> [OBJECTIVE] Copy the data below word for word, from the first line to the last. Leave out the pictures.
┌─ SUPPLIED ENTRIES
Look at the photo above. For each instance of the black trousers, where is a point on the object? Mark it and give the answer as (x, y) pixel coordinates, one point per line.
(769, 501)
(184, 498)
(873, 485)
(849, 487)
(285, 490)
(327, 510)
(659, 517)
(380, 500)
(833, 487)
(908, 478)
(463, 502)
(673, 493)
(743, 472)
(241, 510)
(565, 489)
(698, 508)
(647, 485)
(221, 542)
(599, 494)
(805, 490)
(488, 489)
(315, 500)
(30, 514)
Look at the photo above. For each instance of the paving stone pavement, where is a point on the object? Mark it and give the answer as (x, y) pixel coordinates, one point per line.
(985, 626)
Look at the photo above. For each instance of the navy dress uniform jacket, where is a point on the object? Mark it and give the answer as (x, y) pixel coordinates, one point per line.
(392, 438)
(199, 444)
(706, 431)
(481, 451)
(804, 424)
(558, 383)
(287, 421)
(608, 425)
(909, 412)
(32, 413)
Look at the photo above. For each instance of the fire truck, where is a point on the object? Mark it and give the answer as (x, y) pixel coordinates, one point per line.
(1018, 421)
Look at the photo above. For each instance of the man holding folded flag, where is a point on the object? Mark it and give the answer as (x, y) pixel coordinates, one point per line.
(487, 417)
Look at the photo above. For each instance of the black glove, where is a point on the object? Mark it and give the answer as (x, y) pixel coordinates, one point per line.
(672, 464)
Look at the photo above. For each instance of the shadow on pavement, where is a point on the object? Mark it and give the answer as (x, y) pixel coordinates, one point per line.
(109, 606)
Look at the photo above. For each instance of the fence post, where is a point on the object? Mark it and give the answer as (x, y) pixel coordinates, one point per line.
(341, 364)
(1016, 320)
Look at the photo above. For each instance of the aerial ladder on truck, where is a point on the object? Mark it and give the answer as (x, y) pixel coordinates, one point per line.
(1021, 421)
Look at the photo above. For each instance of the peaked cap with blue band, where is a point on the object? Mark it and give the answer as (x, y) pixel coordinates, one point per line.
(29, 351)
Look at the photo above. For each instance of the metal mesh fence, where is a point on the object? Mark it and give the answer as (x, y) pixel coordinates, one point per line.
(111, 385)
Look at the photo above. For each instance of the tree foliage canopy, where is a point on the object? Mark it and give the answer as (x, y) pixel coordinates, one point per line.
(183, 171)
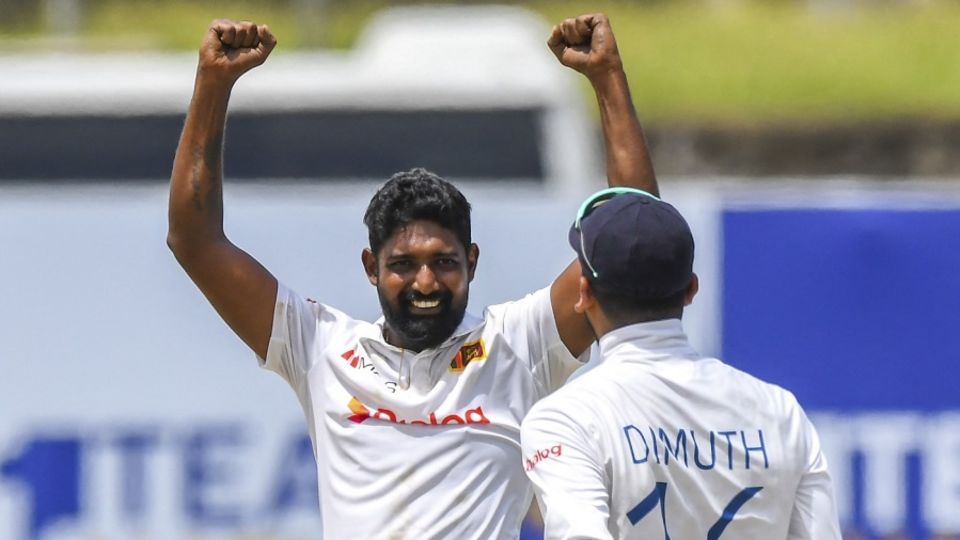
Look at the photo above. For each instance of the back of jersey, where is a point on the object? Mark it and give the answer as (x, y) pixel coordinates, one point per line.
(668, 446)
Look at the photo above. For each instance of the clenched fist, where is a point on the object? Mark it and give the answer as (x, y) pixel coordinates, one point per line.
(586, 44)
(232, 48)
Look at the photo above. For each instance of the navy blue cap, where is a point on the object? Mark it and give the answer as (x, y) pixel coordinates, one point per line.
(631, 242)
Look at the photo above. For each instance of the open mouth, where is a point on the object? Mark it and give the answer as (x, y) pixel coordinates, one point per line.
(426, 304)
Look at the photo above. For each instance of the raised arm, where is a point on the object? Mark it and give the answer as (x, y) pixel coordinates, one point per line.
(587, 45)
(241, 290)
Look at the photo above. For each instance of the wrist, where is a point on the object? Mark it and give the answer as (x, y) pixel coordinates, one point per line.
(608, 76)
(211, 79)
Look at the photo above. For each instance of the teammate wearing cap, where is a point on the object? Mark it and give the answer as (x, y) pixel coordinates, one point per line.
(414, 419)
(654, 440)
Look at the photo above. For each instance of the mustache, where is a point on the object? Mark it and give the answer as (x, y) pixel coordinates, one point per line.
(444, 297)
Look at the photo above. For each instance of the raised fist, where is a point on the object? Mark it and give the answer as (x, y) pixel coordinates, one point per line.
(232, 48)
(586, 44)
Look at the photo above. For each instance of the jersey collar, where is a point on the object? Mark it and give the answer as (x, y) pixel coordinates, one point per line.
(649, 339)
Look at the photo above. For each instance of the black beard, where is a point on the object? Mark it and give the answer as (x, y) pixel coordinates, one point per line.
(418, 332)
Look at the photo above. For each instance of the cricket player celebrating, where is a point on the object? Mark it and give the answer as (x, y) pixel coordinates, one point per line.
(656, 441)
(414, 418)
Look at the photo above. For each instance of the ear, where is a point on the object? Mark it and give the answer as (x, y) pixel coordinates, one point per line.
(369, 261)
(473, 255)
(586, 300)
(692, 289)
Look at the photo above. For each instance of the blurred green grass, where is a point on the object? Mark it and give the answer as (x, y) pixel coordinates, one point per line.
(688, 61)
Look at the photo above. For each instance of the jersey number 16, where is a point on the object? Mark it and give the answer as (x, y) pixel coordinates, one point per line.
(658, 496)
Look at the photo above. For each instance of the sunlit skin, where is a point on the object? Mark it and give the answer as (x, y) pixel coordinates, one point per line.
(423, 271)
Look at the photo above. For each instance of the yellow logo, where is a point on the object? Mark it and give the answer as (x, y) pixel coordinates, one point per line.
(474, 351)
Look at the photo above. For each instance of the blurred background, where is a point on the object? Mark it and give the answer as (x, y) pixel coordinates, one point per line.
(812, 145)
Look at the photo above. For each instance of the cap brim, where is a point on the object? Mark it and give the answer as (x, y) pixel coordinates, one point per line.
(574, 238)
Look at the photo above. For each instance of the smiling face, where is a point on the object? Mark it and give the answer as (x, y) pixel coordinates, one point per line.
(422, 274)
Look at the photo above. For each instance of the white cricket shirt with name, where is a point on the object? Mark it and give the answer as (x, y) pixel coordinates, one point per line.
(419, 445)
(656, 441)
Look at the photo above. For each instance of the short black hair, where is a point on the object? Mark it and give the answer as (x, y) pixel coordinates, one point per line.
(622, 309)
(417, 194)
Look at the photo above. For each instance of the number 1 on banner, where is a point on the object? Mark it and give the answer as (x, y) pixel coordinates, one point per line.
(658, 497)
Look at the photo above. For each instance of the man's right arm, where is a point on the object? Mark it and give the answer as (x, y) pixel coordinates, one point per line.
(241, 290)
(814, 515)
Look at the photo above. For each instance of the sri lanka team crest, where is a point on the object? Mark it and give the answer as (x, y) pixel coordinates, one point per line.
(472, 351)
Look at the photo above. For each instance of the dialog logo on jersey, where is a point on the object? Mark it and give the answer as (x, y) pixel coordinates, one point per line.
(543, 455)
(360, 412)
(473, 351)
(470, 416)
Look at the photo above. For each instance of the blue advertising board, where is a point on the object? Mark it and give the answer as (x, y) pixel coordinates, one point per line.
(856, 311)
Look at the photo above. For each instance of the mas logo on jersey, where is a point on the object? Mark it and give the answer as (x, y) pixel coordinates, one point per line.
(470, 416)
(473, 351)
(357, 361)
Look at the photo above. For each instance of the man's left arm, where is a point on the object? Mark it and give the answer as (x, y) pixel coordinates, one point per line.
(587, 45)
(566, 475)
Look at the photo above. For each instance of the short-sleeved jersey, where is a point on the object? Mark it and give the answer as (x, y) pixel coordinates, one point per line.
(419, 445)
(655, 441)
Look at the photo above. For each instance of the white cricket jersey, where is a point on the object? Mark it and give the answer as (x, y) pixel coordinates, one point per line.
(419, 445)
(656, 441)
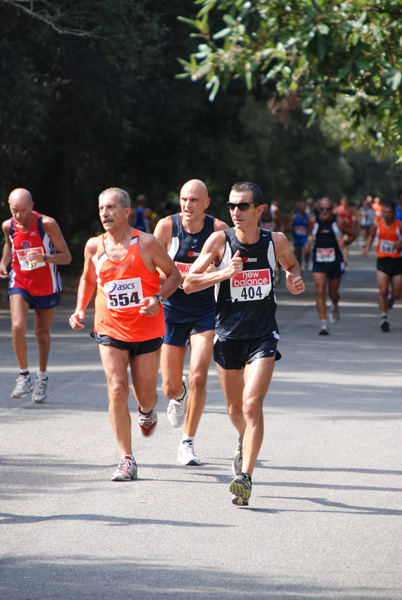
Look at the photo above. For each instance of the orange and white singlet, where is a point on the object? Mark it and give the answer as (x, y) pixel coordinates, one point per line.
(121, 289)
(386, 238)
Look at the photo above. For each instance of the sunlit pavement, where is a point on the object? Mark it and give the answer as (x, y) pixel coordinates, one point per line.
(324, 520)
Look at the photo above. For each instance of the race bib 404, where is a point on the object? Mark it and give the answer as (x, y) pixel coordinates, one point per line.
(325, 255)
(25, 263)
(124, 293)
(250, 285)
(387, 247)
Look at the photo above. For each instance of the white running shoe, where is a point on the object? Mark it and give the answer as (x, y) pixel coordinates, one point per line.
└─
> [ANSWER TO THIS TASK]
Look at the photo above. For each instance of the black trousers, where is a point on the object? Mark it and give the answer as (x, y) pixel coordinates, one point per line.
(769, 501)
(184, 498)
(873, 485)
(849, 487)
(285, 490)
(327, 510)
(659, 517)
(380, 500)
(833, 487)
(908, 478)
(463, 502)
(673, 493)
(743, 472)
(241, 510)
(565, 489)
(698, 508)
(647, 485)
(221, 542)
(599, 494)
(805, 490)
(488, 489)
(315, 500)
(30, 514)
Look at the photo above. For each instance of the paving stone pavement, where is a point on the object? Mark it and give the answer as (x, y) pixel coordinates, one point per line.
(985, 626)
Look at the photo above. For each instance of the navy dress uniform jacket, where is a point on the object? Mark it and give the answer as (x, y) pixel coordinates, one point per line.
(392, 438)
(199, 444)
(706, 431)
(481, 451)
(804, 424)
(558, 383)
(287, 421)
(608, 425)
(909, 412)
(32, 413)
Look at the photo above. For each instance of the fire truck, where is a point on the object? Mark it and give the answer as (x, y) pixel coordinates, one point per line.
(1018, 421)
Look at the photo above. For each instance of the man holding folded flag, where is a point on the object? Mark it and give the answer as (x, y) pixel coordinates, one point per line.
(487, 417)
Look at the photo above. For each instance of the black glove, where is a point on the object? Mark it and give the answer as (x, y) pixel coordinates, one point per line.
(672, 464)
Look at the photo above. For each instance of the shadow on pavement, where is a point on the object? Mark it and give the answer as (x, y) pixel coordinates, one point per line.
(109, 606)
Look at the photo above. For each instance of the fence post, where is a point on the object? Mark it and give the answer as (x, y) pixel coordinates, one point per line.
(341, 364)
(1016, 320)
Look at the photo above. For each instance of the aerial ladder on truck, where is a point on the object? Mark it and give the answer as (x, y) pixel coordinates, one point per line.
(1021, 421)
Look at the photo above. For each instance of the peaked cap with blue band, where is a point on the object? Mark it and give the answer as (x, y) pixel coordinates, one point per line.
(29, 351)
Look at the photo above. For each instance of the metal mesh fence, where is a point on the object? Mark it and give the answer as (x, y) pixel coordinates, one point per line.
(111, 385)
Look at the photo above. For each instance of the tree foliage canopy, where is a point on the object? Mark it and give the answer as (x, y) pixel coordinates, one point per line.
(183, 171)
Look at the photo above. For each instance of the back of jersey, where is a point on the object? Mark it and give the answer as (x, y) pixel coordinates, one point per line.
(668, 446)
Look at the photo above. For each instance of the clenched fist, where is a point on the object? Mark it and give the answer as (x, y) pixel coordinates, one point per line.
(586, 44)
(232, 48)
Look at the photo above. For each instance of the navy blue cap, where is a point on the object? Mark it and give the answer as (x, y) pixel coordinates, one point per line.
(631, 242)
Look at the photo above. For each instance of the open mouth, where is a point on the object? Mark it and give the answer as (x, y) pixel coordinates, one point per line.
(426, 304)
Look at the photo above. For each instance of the raised arm, where is a point on the object? Mark it and give the answer as (x, y) pixel coordinates, one point per line.
(587, 45)
(241, 290)
Look at the photo above. For each instance of the wrist, where is a point on the object? Mark it and give the answer as (x, y) pixel coordinates, one point per line.
(608, 76)
(211, 79)
Look at the photo above. For each instance of the teammate wearing cap, where is a point on the object? Mark it and give the answer as (x, y) pixel coordinates, one point per line.
(414, 419)
(654, 440)
Look at the photo above. For each instance of the mustache, where is a point on the object? Mark it and give the answer as (x, y) pixel coordinates, one point per line.
(444, 297)
Look at the photo above. For each instance of the raised fist, where is a point on the object? Mark it and give the answer as (x, y) pixel coordinates, one point per line.
(232, 48)
(586, 44)
Look at the photo above. For each instance of the jersey collar, where is a point on the object? Mark it and give the answer as (x, y) pixel coordinates, one point per line.
(649, 339)
Look at the photo above. For each instance of the black beard, where is a point on the object? Mark it and give the answer as (x, y) pixel coordinates, one point per line.
(418, 332)
Look at the photo above. For each instance of the cricket player celebrating, where is a point on the object? Mark it and give the answer as (x, y) pixel coordinates, one point per line.
(656, 441)
(414, 418)
Look at the photo above. For each instance of the ear, where is a point on the object? Mark it and give the answer as (x, y) pixel coordinates, one point per line.
(369, 261)
(473, 255)
(586, 300)
(692, 289)
Look at the photo above. For each instance of the blurred green grass, where is a point on the object? Mark it and give the answer as (x, y) pixel coordinates, one point per line.
(688, 61)
Look at the photo above. For each instance of the jersey number 16, where is a point on the object? Mark it and give the answer as (x, y) pixel coordinates, one point per line.
(658, 496)
Look at the photo above. For each instance of the sunlit skin, where is a point on the object? Mark it and give the answer as (x, y) pixel coordinates, one point per line.
(423, 271)
Look at the photo above. For each instance of the yellow logo, where is a point on the object? Mark it and give the answer as (x, y) pixel coordinates, one point per line.
(474, 351)
Look at the photo above. For each instance of the blurred background, where is a point on the object? Mark it and give the answer as (x, y) pixel coordinates, one point per line.
(812, 145)
Look at the photo above. For each instance of the cap brim, where is a point on the object? Mark it and give the answer as (x, y) pixel coordinates, one point per line.
(574, 238)
Look at the photo above. For each instance of the smiling face, where is a point on the object? Mark it and give the answer as (x, y) pixel coordinates, one point per line.
(422, 274)
Look at the photo above. For each instance of the white cricket shirt with name, where is a point on the object? Mark it and give the answer as (x, y) pixel coordinates, one point per line.
(419, 445)
(656, 441)
Look at the photo above. For each instance of the short black hair, where is a point on the object? Mark it and give the answer as (x, y) pixel coordinates, one point per line.
(622, 309)
(417, 194)
Look at the photo above. For each instance of the number 1 on banner, where is a point on the object? Mark it and give the answer as (x, y) pixel coordinates, one point per line.
(658, 497)
Look at the photo above. For each instance of the man's right arm, where is a point on the object? Mark it and give the answer as (x, y) pixel coordinates, one point per line.
(241, 290)
(814, 515)
Look at the photo above. For each instance of the sri lanka team crest, where is a point on the object? Mark it and give the answer as (x, y) pixel coordinates, one point per line.
(472, 351)
Look at the photo above. For each instance of the dialog logo on jersey, where is a point on the object? Mark it and give the answer as (x, y) pixel coordinates, one point per line.
(543, 455)
(360, 412)
(473, 351)
(470, 416)
Look at the photo above. For each instance of the blue advertising board, where is a point on the object? Mark it and give the answer as (x, y) pixel coordinates, one point per line.
(856, 311)
Look at the photo above. For each instance of the mas logo on jersey, where is a point on the object? Mark it and give the answer as (x, y) pixel coordinates, one point per line.
(470, 416)
(473, 351)
(357, 361)
Look at the photo above. For each instance of the man's left arm, where is a point on the object? Mark it and give the answer as (x, y) pixel coordinates, one point per line.
(587, 45)
(566, 475)
Look at the photo above. For each instance of the short-sleeved jersey, where is a point on the object? Mark it and give the answer as (x, y) pixel coordinates, one point per line.
(419, 445)
(655, 441)
Look at the photo above. For each instance of the white cricket jersey, where is a point on the object? Mark it and give the answer as (x, y) pixel coordinates, one point per line.
(419, 445)
(656, 441)
Look at the photo above. For each instance of the orange and white singlet, where is a point on the object? Mark it and give the answer as (x, y) pixel coordinates, one point per line.
(121, 289)
(386, 238)
Look at the photo above. For each instance of the sunlit pavement, where is a point on the object? Mark it and give the answer as (x, y) pixel coordinates, one point per line.
(324, 520)
Look at the photo above. For each instance of the race bib 404, where is a point on the object? Mark it and give the answer as (x, y) pixel coordinates, one point per line.
(325, 255)
(25, 263)
(124, 293)
(250, 285)
(387, 247)
Look at the photo above. For each instance of the white running shoe, where is a point on the object? Mark it and give the answer as (x, y) pixel coordinates, one point per line.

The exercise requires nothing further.